What is needed ::
Exact repetition of every entry is required.

Records of labeled points ::
• • • • • • •

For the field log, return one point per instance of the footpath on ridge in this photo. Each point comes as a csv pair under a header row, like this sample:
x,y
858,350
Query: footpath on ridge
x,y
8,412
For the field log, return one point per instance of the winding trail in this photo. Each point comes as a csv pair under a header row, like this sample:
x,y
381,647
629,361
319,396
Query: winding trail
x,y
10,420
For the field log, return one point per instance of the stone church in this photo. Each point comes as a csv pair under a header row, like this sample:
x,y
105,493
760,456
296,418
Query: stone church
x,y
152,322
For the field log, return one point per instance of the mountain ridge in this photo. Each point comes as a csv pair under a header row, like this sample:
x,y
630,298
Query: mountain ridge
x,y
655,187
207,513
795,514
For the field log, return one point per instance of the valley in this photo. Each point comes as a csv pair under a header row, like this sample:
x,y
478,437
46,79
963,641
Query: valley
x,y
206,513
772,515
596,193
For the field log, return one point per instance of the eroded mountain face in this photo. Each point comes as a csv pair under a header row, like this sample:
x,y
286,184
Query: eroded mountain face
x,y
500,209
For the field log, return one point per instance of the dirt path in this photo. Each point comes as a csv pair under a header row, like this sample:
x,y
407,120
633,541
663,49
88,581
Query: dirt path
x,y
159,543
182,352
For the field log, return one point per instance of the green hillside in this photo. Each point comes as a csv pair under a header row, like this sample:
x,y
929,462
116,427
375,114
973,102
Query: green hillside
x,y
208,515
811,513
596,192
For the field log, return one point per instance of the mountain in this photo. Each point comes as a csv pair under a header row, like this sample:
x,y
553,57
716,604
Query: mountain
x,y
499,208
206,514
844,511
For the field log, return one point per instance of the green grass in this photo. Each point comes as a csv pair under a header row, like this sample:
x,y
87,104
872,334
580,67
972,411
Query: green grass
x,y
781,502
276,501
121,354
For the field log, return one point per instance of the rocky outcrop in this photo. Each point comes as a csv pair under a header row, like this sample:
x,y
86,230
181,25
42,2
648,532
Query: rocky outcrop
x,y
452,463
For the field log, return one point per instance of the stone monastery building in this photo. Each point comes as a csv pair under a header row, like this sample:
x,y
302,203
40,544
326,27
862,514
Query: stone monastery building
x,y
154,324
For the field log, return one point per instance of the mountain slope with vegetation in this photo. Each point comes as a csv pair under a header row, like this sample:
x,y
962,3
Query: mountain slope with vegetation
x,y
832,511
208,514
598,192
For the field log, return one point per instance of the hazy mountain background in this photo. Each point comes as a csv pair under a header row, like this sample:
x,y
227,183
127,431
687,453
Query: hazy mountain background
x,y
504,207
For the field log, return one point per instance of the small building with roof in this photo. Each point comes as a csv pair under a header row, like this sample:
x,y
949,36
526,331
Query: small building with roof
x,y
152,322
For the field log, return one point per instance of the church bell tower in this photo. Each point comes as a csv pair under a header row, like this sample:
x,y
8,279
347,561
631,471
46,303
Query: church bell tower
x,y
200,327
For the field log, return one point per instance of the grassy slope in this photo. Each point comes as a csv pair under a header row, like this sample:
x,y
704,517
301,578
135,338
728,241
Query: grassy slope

• • • • • • •

Answer for the task ::
For the field log, return one point per instance of the footpath on ridge in this photo. Each point comes as a csv pair under a header row, like this sample:
x,y
858,350
Query: footpath on ridge
x,y
8,412
For the field log, return one point per instance of the winding trail in this photo. Each point comes as a csv pair under a header row, like this sample:
x,y
381,647
629,361
319,396
Query: winding trail
x,y
10,420
For the field log, return one point per instance of the stone church in this photo. Each point comes as a csv pair under a header row, like this sample:
x,y
105,493
760,456
296,418
Query: stone church
x,y
152,322
For the field log, return one point per instance of the mountain ridge in this photo. Each point comes as a csv pair under a header row, like this sample:
x,y
630,298
Query: mountain ridge
x,y
655,187
207,513
795,514
For the field log, return one point per instance of the valley in this photo. Each point comes as a csv pair under a header row, like this sample:
x,y
478,437
46,79
963,641
Query: valley
x,y
206,513
772,515
596,193
For the field log, return one point per instance of the eroded mountain face in this photo. Each point comes as a csv pair under a header row, like this sample:
x,y
286,184
Query: eroded mountain face
x,y
500,209
For the field log, return one point per instance of the dirt path in this photo. Each point comes as a csv pair under a header row, like this sample:
x,y
407,120
633,541
663,49
88,581
Query: dirt path
x,y
159,543
182,352
For the field log, return one point per instance of the green hillside in this photo. Each point comes as a csv pair under a header row, like this sample:
x,y
929,462
116,427
375,114
973,102
Query: green hillside
x,y
208,515
811,513
596,192
For the field log, return one point per instance of the mountain in this photo. Each point comes as a csv pair under a header row, like this sample:
x,y
553,57
716,604
Query: mountain
x,y
499,208
206,514
844,511
For the field log, return one point per instance of the green grass in this photo. Each point comes as a csv pair under a header row, like this sample:
x,y
87,104
872,334
580,67
972,411
Query: green grass
x,y
781,502
276,501
121,354
For the field log, return one point per instance of the rocky outcrop in this photo. Each point comes as a csv pair under a header row, like this sample:
x,y
86,230
181,25
42,2
648,532
Query: rocky outcrop
x,y
452,463
For the field log, return one point per instance of the stone monastery building in this photo. Each point comes as a csv pair under a header row, like this sample:
x,y
302,203
40,544
326,27
862,514
Query: stone monastery building
x,y
154,324
For the field log, return one point per instance of the mountain slope with vegetation in this photo. Each point comes as a csv pair under a header row, like this sample:
x,y
962,3
Query: mountain slope with vegetation
x,y
832,511
208,514
598,192
For the field log, return one point per instance of the hazy mountain background in this photo. Each point comes as a csv pair under a header row, like this sample:
x,y
227,183
127,431
687,453
Query: hazy mountain background
x,y
504,207
For the field log, return one point per instance of the small building with roof in this photo. Each point comes as a csv pair under a header row, like this sample:
x,y
949,36
526,331
Query: small building with roof
x,y
152,322
For the field log, return one point per instance of the church bell tower in this photo. Each point comes as a csv pair under a header row, like this sample:
x,y
8,279
347,561
631,471
46,303
Query: church bell tower
x,y
200,327
For the field log, return one point per instance of the grassy slope in this photo. Each point comes as a csv pair under a header row, like this sample:
x,y
704,517
301,578
135,338
728,241
Query: grassy slope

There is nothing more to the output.